REALIZA LO SIGUIENTE.
Lee el fragmento sobre la espiritualidad de Teresa de Ávila que aparece a continuación y contesta:
1. ¿Qué rasgos coinciden entre la doctrina mística de Santa Teresa y el programa espiritual de Edith, Simone y Etty?
2. ¿Qué constituye la figura y el eje central de la conversión de Edith Stein?
3. ¿Qué facilitó y propició la experiencia de encuentro que condujo a Edith Stein a la fe?

FRAGMENTO DEL DOCUMENTO.
⟨

IV. AFINIDADES ENTRE LA ESPIRITUALIDAD DE TERESA DE AVILA Y LA DE EDITH, SIMONE Y ETTY
Finalmente debemos señalar la sorprendente coincidencia de los rasgos de Cristocentrismo, kénosis y compromiso con el mundo y valor de la oración, que ya encontrábamos en la doctrina mística de Santa Teresa (en la primera parte de este ensayo) y que presiden también el programa espiritual y el itinerario vital de cada una de ellas. Detengámonos en analizarlos brevemente. Veamos en primer lugar su común Cristocentrismo.
En Edith Stein el proceso de su conversión tiene como figura y eje central su encuentro con Cristo, como muestra explícitamente en sus escritos. Como antes apuntábamos (en la cita de su magna obra La Ciencia de la Cruz), la experiencia intima que le conduce a la conversión y a la fe, no sabe de mediaciones de tipo doctrinal o intelectual. Se trató, más bien, de un suceso extraordinario posibilitado por una experiencia de encuentro personal con Cristo y facilitado y propiciado por la lectura, la meditación religiosa y la oración.

⟩

LISTADO.
⟨

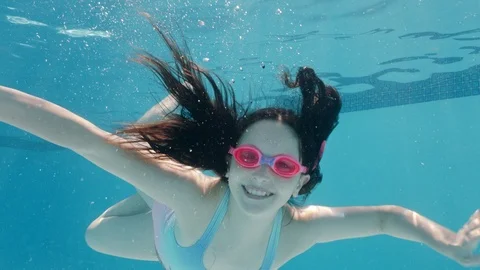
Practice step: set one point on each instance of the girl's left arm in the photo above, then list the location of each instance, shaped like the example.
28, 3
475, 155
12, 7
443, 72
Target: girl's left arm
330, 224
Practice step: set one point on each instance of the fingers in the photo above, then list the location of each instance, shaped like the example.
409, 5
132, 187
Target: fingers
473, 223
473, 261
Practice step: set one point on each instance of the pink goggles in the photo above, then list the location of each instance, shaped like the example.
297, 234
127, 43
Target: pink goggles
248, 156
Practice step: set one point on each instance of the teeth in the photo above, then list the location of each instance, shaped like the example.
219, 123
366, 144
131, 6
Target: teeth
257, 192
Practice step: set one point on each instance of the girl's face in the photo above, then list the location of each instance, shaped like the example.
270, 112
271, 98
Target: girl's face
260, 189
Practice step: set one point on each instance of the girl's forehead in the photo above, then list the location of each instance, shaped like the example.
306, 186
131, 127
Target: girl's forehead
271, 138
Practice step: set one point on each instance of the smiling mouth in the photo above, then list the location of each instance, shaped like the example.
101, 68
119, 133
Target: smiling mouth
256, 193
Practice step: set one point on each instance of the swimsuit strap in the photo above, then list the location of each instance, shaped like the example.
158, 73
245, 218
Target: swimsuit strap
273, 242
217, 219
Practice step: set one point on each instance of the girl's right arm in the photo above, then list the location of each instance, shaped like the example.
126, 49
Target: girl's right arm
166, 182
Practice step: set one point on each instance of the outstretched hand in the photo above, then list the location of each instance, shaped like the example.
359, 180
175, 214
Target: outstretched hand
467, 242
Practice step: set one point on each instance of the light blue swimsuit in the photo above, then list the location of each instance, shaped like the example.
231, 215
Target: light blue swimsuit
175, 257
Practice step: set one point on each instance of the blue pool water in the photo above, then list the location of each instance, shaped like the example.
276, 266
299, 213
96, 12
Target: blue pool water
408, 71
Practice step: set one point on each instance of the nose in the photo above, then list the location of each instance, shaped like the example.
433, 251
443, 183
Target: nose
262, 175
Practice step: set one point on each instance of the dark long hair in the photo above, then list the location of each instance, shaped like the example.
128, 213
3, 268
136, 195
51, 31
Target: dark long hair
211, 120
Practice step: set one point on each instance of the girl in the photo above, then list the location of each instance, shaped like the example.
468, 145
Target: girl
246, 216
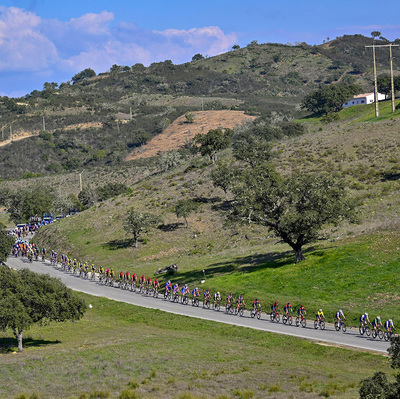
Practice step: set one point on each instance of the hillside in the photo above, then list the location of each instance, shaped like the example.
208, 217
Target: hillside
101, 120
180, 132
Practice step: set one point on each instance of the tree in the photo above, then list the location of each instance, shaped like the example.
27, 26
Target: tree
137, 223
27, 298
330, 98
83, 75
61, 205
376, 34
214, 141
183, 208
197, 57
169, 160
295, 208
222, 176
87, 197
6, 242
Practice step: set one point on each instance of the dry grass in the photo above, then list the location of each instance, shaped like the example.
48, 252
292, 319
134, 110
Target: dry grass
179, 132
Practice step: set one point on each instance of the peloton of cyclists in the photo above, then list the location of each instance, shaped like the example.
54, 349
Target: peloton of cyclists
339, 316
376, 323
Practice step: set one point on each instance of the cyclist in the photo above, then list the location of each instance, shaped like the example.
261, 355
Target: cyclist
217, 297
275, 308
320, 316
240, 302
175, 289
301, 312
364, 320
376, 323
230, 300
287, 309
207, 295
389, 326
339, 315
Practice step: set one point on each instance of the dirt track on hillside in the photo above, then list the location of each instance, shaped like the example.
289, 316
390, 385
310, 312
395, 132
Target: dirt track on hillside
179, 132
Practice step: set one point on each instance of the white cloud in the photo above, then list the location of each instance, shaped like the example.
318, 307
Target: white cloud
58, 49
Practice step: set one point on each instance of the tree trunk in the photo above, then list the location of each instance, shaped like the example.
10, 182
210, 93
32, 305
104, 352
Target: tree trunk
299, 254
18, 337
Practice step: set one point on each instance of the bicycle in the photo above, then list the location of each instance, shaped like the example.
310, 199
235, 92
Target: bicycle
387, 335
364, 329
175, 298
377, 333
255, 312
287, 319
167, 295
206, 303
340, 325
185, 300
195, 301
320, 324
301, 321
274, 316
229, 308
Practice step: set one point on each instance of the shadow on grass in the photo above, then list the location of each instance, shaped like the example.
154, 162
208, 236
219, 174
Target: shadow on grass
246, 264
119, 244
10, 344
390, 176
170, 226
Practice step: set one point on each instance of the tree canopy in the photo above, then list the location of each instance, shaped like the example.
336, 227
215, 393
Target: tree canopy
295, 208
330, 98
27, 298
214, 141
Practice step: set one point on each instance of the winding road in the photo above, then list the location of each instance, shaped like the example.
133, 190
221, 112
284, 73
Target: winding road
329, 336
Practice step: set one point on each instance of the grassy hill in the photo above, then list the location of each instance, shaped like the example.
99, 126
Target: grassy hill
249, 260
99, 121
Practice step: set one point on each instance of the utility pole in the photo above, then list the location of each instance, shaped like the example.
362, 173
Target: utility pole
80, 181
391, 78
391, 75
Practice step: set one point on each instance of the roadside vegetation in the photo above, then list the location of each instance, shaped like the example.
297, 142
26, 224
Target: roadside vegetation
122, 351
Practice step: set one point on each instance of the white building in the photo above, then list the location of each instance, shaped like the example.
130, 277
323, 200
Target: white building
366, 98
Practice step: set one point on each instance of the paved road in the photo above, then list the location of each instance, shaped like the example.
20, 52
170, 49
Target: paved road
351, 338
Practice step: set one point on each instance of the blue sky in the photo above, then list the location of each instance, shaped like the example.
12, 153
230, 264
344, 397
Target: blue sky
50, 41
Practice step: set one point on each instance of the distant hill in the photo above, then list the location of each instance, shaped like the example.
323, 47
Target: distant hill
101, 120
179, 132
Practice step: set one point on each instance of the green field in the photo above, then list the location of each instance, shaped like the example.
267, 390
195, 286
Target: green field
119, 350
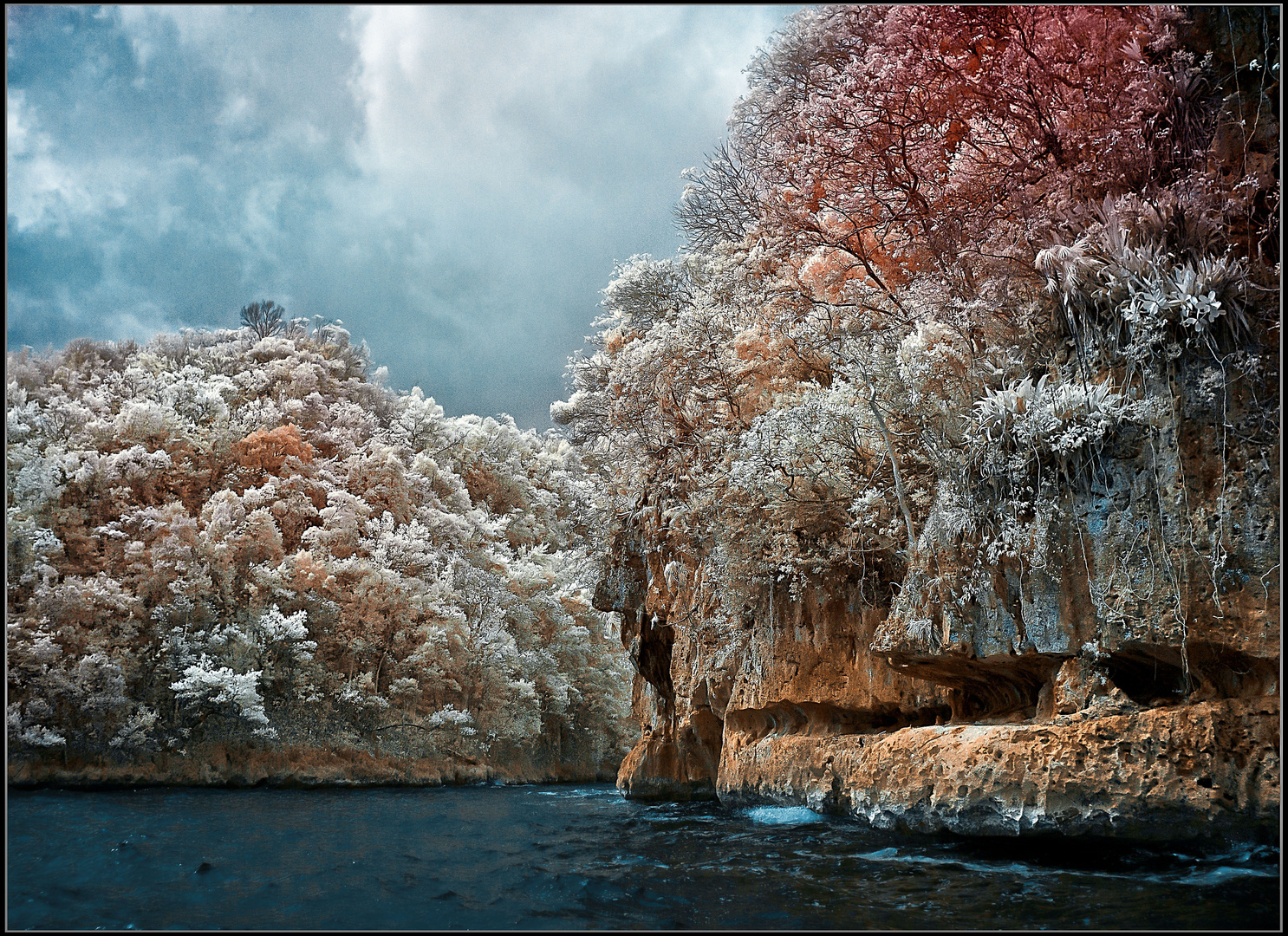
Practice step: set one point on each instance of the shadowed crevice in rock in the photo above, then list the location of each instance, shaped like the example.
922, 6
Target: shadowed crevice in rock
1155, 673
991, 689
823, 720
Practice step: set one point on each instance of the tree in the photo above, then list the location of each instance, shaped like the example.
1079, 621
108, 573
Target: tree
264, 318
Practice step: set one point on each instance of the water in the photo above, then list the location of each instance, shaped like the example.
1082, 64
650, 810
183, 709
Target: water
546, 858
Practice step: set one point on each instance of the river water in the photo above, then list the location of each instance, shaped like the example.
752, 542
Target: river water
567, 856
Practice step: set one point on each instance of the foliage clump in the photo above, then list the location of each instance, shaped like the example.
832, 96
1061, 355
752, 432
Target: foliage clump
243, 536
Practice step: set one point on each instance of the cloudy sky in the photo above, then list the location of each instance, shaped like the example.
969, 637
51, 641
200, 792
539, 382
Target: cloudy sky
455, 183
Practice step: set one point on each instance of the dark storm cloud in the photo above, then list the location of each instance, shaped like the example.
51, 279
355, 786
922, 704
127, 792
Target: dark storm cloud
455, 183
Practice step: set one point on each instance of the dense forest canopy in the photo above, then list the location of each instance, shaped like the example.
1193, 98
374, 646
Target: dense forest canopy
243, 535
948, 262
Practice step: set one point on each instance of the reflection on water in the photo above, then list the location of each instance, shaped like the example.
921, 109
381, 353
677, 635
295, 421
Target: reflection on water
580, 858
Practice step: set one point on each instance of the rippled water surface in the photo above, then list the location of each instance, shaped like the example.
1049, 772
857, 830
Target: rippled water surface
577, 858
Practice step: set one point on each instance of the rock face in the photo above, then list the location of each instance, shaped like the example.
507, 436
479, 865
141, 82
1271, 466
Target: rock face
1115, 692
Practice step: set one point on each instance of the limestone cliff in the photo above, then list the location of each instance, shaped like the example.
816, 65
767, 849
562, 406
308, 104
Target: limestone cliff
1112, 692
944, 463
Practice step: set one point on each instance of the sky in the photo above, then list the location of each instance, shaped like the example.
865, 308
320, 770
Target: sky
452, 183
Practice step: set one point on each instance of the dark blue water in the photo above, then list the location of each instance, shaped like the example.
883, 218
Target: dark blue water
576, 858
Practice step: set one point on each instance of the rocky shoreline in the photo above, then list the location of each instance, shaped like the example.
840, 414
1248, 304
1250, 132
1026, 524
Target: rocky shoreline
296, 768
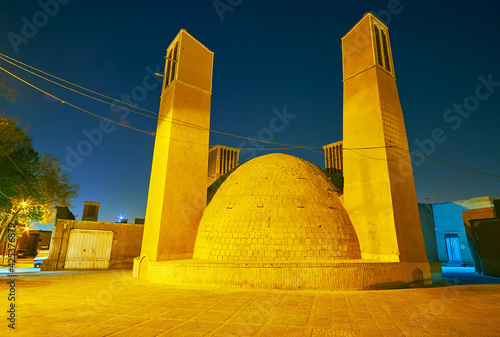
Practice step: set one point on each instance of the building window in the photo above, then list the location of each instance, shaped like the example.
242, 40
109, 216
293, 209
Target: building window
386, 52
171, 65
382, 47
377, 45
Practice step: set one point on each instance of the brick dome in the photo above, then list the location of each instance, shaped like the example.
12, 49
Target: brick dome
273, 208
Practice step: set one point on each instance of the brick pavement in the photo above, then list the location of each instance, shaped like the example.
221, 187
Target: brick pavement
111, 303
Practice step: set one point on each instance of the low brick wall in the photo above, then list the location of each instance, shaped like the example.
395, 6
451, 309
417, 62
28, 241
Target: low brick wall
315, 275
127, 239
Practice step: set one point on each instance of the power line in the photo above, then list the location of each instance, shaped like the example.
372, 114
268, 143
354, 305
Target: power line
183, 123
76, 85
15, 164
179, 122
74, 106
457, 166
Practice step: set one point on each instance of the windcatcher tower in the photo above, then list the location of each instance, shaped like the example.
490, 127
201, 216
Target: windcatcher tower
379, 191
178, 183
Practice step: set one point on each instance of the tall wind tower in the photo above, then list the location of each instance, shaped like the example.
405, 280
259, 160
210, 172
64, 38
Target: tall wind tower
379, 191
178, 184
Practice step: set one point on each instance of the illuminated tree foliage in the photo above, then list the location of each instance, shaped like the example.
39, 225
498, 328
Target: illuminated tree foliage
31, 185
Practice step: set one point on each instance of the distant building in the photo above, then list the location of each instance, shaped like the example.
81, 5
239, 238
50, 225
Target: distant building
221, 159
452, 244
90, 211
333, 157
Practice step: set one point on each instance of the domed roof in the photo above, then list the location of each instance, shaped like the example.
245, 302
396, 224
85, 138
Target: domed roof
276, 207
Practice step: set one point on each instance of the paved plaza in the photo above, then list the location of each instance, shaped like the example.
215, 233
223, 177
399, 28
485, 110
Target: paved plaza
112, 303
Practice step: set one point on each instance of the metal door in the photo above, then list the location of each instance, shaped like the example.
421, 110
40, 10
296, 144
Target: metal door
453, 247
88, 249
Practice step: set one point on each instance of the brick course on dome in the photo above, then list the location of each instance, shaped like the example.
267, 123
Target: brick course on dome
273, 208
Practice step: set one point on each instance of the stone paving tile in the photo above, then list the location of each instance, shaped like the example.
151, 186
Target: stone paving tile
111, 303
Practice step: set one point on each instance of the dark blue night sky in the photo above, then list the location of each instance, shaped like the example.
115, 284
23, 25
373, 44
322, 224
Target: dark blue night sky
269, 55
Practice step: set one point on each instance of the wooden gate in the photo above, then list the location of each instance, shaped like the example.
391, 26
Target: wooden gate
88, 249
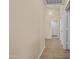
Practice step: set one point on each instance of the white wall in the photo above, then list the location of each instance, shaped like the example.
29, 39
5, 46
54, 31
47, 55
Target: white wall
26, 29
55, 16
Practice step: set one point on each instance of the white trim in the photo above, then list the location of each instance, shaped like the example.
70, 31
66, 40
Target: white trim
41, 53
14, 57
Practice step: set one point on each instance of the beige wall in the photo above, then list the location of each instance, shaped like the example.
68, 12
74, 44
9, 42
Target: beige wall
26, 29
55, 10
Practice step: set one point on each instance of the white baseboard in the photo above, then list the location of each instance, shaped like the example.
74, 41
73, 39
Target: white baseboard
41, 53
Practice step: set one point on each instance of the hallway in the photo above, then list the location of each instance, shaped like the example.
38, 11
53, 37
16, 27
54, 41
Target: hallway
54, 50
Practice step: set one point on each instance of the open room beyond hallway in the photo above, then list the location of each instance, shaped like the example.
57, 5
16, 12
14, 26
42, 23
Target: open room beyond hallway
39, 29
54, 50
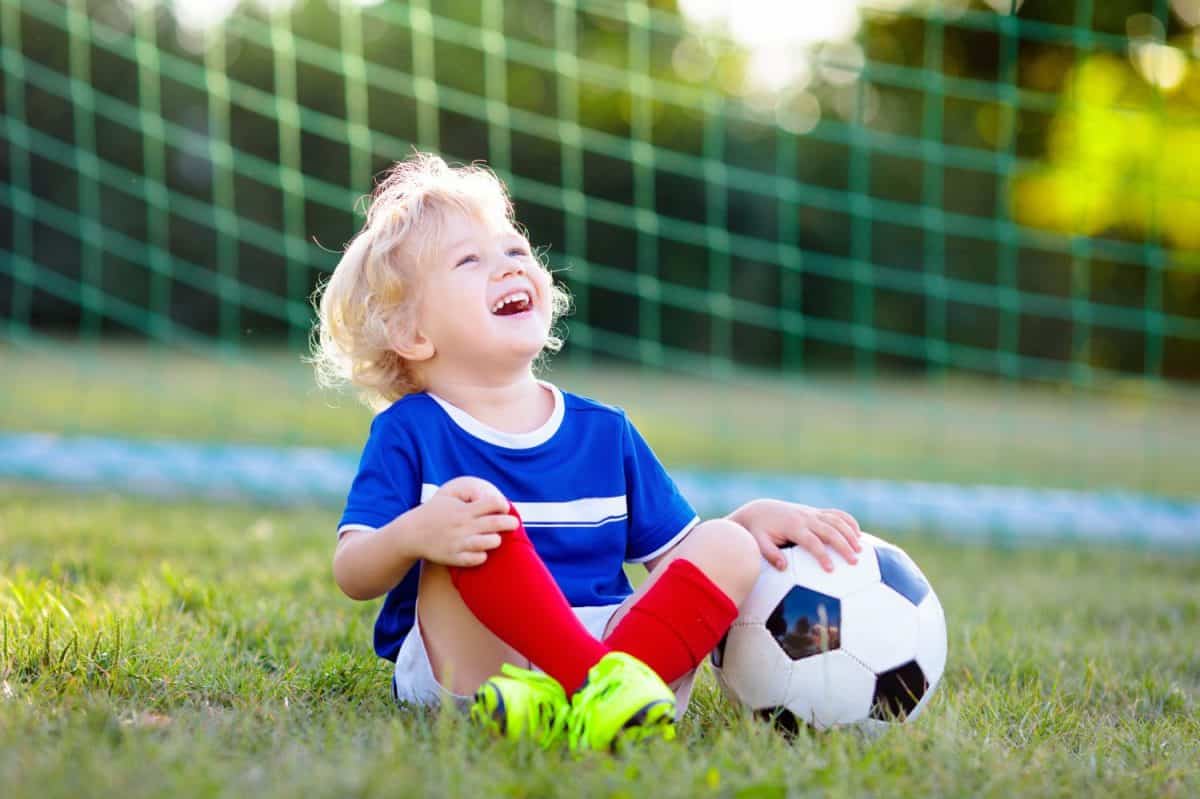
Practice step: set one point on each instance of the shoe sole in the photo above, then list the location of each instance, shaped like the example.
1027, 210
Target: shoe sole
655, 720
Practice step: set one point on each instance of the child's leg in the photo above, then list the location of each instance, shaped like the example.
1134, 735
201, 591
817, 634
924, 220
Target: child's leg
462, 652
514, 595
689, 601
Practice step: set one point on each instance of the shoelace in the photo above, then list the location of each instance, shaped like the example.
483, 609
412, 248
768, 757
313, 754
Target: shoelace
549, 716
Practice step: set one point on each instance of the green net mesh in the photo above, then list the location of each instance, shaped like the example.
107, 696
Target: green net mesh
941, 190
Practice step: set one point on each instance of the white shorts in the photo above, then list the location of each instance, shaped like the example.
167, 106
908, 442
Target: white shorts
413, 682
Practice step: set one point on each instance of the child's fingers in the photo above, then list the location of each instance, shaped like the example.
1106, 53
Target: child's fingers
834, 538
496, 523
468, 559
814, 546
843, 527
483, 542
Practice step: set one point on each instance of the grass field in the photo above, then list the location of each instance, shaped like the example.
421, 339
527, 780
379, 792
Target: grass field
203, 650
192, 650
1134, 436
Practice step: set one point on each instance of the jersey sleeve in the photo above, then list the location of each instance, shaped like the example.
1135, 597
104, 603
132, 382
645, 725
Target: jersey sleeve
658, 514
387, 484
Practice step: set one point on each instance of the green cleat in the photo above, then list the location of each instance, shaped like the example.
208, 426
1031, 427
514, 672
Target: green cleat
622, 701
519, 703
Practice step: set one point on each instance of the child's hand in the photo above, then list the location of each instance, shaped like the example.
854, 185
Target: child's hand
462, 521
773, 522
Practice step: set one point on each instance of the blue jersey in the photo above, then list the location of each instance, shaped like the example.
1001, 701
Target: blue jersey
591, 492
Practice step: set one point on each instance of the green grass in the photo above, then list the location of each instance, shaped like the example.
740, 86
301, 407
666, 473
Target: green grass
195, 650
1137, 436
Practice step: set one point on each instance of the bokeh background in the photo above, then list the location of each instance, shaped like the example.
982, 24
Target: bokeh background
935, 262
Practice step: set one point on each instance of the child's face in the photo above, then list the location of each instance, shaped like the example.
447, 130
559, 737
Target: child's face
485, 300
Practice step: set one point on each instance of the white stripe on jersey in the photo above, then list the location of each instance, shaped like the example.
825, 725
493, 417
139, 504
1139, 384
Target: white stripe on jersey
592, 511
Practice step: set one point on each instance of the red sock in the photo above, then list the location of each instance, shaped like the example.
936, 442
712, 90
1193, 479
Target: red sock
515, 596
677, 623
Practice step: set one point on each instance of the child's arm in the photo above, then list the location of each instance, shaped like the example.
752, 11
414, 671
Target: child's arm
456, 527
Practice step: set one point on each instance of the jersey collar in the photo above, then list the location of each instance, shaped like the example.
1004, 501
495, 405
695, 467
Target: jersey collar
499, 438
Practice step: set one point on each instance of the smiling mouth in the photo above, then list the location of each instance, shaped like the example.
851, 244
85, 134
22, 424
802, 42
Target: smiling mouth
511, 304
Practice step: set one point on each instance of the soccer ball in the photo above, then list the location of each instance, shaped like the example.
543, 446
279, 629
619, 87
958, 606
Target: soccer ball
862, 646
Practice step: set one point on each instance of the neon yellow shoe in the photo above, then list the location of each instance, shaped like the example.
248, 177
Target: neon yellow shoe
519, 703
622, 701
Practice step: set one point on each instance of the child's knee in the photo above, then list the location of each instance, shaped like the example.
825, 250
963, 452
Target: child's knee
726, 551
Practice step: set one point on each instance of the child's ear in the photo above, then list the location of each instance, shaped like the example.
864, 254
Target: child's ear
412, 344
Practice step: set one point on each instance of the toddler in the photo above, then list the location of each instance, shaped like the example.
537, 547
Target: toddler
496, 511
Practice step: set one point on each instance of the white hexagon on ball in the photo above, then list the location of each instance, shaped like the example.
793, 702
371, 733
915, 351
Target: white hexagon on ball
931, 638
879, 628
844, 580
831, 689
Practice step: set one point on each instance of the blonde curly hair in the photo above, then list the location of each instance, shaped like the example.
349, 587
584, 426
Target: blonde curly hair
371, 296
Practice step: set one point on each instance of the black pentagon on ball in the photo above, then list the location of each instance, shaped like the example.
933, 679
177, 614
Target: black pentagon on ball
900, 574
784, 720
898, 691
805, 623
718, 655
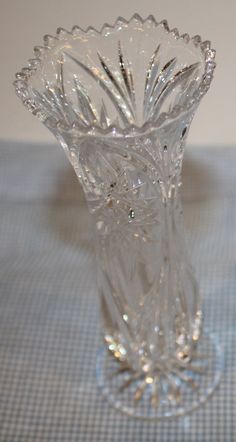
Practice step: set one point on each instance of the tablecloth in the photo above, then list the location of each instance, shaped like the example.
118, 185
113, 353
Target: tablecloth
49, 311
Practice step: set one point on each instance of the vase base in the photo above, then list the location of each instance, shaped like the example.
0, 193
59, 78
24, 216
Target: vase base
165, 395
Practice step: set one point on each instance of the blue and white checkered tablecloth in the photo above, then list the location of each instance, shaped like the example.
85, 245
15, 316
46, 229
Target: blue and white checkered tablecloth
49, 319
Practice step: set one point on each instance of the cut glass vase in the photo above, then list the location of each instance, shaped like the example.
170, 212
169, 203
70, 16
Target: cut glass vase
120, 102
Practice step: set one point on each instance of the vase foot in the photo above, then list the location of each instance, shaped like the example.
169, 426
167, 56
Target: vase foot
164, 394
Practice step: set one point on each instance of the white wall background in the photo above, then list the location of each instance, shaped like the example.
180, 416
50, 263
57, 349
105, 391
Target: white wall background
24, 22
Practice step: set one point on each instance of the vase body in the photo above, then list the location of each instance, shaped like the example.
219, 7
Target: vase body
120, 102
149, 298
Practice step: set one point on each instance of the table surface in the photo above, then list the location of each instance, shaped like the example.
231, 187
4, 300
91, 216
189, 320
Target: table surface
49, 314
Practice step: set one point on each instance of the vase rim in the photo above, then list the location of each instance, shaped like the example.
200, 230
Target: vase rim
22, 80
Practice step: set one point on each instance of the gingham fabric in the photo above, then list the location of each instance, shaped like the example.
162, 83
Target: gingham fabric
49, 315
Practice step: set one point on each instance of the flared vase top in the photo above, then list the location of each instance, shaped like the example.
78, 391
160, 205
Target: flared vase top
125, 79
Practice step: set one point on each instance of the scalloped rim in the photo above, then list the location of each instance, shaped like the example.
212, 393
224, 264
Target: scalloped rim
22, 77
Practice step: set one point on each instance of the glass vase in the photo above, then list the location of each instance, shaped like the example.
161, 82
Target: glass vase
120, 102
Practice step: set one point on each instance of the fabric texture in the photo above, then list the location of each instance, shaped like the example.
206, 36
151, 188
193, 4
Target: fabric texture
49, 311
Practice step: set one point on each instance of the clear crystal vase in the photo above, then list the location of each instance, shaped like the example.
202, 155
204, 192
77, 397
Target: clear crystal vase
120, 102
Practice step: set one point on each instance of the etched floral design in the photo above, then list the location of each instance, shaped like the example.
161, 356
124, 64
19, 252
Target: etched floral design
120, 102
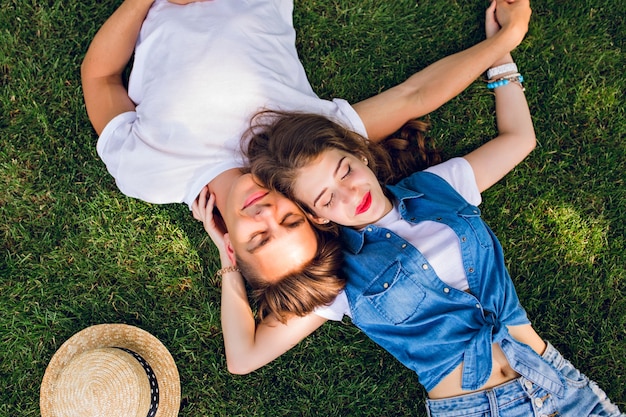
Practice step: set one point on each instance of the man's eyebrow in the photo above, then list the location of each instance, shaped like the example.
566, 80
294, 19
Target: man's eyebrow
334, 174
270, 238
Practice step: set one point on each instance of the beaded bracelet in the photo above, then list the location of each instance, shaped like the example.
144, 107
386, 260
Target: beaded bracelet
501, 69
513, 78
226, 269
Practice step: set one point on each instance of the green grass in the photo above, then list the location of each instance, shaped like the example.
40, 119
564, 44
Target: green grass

⟩

RESPUESTA COMPLETA.
1. El Cristocentrismo, la kénosis y el compromiso con el mundo, y el valor de la oración.
2. Su encuentro con Cristo.
3. La lectura, la meditación religiosa y la oración.